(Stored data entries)
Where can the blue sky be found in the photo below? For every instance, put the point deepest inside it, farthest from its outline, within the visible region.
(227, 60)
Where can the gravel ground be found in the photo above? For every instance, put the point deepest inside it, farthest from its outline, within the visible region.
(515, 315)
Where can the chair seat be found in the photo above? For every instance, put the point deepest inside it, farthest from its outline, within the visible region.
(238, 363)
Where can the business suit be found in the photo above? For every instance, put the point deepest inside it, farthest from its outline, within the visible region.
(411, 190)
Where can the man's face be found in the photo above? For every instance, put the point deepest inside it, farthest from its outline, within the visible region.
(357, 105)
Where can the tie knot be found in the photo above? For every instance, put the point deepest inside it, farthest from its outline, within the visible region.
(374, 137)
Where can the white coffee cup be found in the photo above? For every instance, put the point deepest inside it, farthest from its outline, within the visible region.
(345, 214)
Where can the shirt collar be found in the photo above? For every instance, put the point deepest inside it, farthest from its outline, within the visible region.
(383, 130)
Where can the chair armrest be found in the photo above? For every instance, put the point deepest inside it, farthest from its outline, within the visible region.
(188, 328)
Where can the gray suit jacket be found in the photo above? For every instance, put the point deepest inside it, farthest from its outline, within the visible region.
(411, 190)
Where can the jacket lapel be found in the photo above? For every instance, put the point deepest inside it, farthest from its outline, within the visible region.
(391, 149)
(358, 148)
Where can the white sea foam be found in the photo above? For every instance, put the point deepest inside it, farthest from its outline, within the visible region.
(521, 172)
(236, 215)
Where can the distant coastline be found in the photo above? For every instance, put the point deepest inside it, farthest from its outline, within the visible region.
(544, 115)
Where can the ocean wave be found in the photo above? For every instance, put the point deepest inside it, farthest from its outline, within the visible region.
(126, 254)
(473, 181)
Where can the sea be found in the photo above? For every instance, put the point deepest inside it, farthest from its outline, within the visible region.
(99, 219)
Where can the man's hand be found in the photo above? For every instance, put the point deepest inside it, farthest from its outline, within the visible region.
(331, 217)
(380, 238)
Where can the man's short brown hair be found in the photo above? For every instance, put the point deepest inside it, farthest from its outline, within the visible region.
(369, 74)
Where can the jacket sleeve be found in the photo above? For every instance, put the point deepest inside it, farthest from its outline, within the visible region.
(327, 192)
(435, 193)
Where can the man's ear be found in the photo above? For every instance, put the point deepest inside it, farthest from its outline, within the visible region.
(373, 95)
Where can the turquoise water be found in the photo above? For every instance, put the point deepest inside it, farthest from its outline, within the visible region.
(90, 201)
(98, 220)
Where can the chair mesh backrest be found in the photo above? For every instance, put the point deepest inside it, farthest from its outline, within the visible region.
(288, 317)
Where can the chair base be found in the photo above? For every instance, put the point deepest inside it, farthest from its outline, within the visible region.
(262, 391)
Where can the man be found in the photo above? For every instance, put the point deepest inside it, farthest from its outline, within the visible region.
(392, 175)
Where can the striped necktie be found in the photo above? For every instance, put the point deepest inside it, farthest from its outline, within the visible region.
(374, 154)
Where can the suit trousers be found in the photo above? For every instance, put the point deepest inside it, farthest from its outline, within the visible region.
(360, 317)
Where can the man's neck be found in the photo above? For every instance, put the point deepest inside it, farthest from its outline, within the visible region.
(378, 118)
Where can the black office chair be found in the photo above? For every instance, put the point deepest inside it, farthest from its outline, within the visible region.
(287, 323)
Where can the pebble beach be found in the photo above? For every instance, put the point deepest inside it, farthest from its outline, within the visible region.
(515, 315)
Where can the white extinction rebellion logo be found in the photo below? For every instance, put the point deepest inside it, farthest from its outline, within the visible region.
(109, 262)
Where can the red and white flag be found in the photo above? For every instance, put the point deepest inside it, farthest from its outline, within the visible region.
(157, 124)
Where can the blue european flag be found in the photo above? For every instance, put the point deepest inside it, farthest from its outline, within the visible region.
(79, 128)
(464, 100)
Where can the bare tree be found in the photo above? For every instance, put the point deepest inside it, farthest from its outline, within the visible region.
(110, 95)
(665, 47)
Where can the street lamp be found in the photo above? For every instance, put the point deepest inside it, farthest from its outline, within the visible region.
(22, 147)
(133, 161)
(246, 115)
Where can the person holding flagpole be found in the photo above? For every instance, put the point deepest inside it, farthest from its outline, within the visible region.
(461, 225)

» **Written request**: Format every line of the data above as a Markdown table with two columns, "No." for the row number and "Entry" for the line, leaving out any blank lines.

» **Complete response**:
| No. | Entry |
|---|---|
| 1 | Where can the blue sky be found in the photo below? For every instance, put the point deepest inside it, farthest from its outline, within the visible region. |
| 2 | (227, 60) |
| 3 | Where can the gravel ground be found in the photo above? For every instance, put the point deepest inside it, farthest from its outline, within the visible region. |
| 4 | (515, 315) |
| 5 | Where can the chair seat be found in the photo above? For every instance, put the point deepest inside it, farthest from its outline, within the visible region. |
| 6 | (238, 363) |
| 7 | Where can the business suit be found in the photo above? For every instance, put the point deepest inside it, farthest from its outline, within the visible region. |
| 8 | (411, 190) |
| 9 | Where can the man's face be found in the photo above? For every instance, put the point deepest inside it, farthest from its outline, within the visible region. |
| 10 | (357, 105) |
| 11 | Where can the tie knot be found in the photo above? For every instance, put the point deepest inside it, farthest from its outline, within the visible region. |
| 12 | (374, 137) |
| 13 | Where can the white coffee cup be found in the photo above? For every instance, put the point deepest inside it, farthest from its outline, within the visible region. |
| 14 | (345, 214) |
| 15 | Where can the shirt collar be found in the photo above? For every instance, put the point deepest inside it, farthest from its outline, within the visible region. |
| 16 | (383, 130) |
| 17 | Where can the chair armrest be found in the photo above? For every instance, put the point deepest inside it, farthest from its outline, within the visible region. |
| 18 | (188, 328) |
| 19 | Where can the gray suit jacket be found in the photo above? For every instance, put the point deepest inside it, farthest from its outline, within the visible region. |
| 20 | (411, 190) |
| 21 | Where can the jacket lapel be found in the photo above? For every instance, put the point deepest inside it, farthest from its outline, within the visible region. |
| 22 | (391, 149) |
| 23 | (358, 148) |
| 24 | Where can the white sea foam be found in the photo above? For every instance, put the point deepest inside it, farthest from its outline, within the visible region. |
| 25 | (521, 172) |
| 26 | (236, 215) |
| 27 | Where can the distant coastline be found in the photo above? For every instance, put the point deepest inside it, farthest from its outline, within the visible region. |
| 28 | (544, 115) |
| 29 | Where can the ocean wave be found in the photo above? For every instance, put the point deepest inside it, farthest from its outline, within the visible region. |
| 30 | (126, 254) |
| 31 | (473, 181) |
| 32 | Where can the sea be found in the photo above? For every instance, put the point deepest inside it, farthest from its outline, within the visible region. |
| 33 | (99, 219) |
| 34 | Where can the man's hand be found in the photo above? For every instance, put the point deepest inside it, farthest from its outline, within the visible region. |
| 35 | (331, 217) |
| 36 | (380, 238) |
| 37 | Where can the man's short brown hair be found in the photo above? For every instance, put the point deepest inside it, farthest from its outline, within the visible region. |
| 38 | (369, 74) |
| 39 | Where can the jacket sleeve be found in the photo above? For every instance, put the point deepest inside it, farthest from its outline, within the visible region. |
| 40 | (327, 192) |
| 41 | (435, 193) |
| 42 | Where can the man's ear be found in the photo above? For every instance, put the point deepest inside it, farthest from its outline, within the visible region. |
| 43 | (373, 95) |
| 44 | Where can the turquoise water be found in the photo above? For every instance, put the point deepest inside it, farthest from its outline, within the visible region. |
| 45 | (90, 201) |
| 46 | (98, 220) |
| 47 | Where can the chair mesh backrest be found in the photo above? For every instance, put the point deepest inside it, farthest from its outline, within the visible region. |
| 48 | (288, 317) |
| 49 | Where can the chair base be found in the photo above? For every instance, put the point deepest inside it, farthest from its outline, within the visible region. |
| 50 | (262, 391) |
| 51 | Where can the man be found in the photo above? For every instance, put the point deepest inside it, farthest from its outline, within the visible region. |
| 52 | (392, 175) |
| 53 | Where can the striped necktie be found in the photo above? For every instance, put the point deepest inside it, farthest from its outline, within the visible region. |
| 54 | (374, 154) |
| 55 | Where can the suit trousers be found in the photo above? For every instance, put the point deepest inside it, farthest from its outline, within the visible region. |
| 56 | (360, 317) |
| 57 | Where can the man's neck be found in the photo above? For every instance, put the point deepest inside it, farthest from its outline, within the visible region. |
| 58 | (378, 118) |
| 59 | Where can the black office chair be found in the photo above? For every instance, put the point deepest inside it, farthest from its outline, within the visible region. |
| 60 | (287, 323) |
| 61 | Where can the pebble beach be found in the photo above? For every instance, put the point deepest inside it, farthest from its outline, within the visible region. |
| 62 | (515, 315) |
| 63 | Where can the white extinction rebellion logo be found in the photo below? For every instance, put the point deepest inside it, farthest from its outline, within the visible region. |
| 64 | (109, 262) |
| 65 | Where can the red and white flag be found in the photo above? For every instance, put the point deepest inside it, farthest from its outline, within the visible region. |
| 66 | (157, 124) |
| 67 | Where can the blue european flag be found in the photo above? For every instance, put the point deepest inside it, farthest from its outline, within the visible region. |
| 68 | (79, 128) |
| 69 | (464, 100) |
| 70 | Where can the bare tree be found in the photo above? For every instance, put the point deepest inside it, farthest from its outline, within the visible region. |
| 71 | (110, 95) |
| 72 | (665, 47) |
| 73 | Where can the street lamp be found in the photo above? For every instance, put the point deepest inside it, farthest from its outline, within the visible region. |
| 74 | (22, 147) |
| 75 | (133, 161) |
| 76 | (246, 115) |
| 77 | Where can the person holding flagpole be found in the photo above? For every instance, put the point deepest inside it, farthest from its outline, within the visible region. |
| 78 | (461, 225) |